[Brief]: List the lines of this listing that hold the word "fish".

***** Materials provided *****

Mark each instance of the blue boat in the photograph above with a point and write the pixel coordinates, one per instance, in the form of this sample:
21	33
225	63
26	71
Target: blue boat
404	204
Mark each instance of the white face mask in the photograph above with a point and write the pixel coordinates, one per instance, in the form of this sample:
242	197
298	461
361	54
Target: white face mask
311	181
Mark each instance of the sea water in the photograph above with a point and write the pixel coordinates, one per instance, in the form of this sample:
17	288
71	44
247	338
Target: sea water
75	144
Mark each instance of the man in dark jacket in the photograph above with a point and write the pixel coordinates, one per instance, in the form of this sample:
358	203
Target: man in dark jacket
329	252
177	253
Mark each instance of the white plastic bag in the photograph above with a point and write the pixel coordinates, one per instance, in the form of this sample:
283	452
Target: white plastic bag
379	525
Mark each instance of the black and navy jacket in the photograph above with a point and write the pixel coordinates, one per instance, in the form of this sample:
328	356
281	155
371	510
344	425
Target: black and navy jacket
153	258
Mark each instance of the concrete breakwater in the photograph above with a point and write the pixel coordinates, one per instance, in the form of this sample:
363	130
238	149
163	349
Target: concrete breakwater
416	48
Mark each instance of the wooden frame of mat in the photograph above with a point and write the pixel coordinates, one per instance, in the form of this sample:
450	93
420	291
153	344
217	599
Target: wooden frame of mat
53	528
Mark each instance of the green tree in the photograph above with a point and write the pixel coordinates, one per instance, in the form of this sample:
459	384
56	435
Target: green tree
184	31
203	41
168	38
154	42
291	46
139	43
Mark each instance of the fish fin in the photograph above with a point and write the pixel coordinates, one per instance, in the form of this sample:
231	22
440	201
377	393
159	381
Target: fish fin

*****

[Exercise answer]:
Mark each instance of the fish fin in the photograph above with a point and write the pixel coordinates, one per instance, in the form of this sample:
Target: fish fin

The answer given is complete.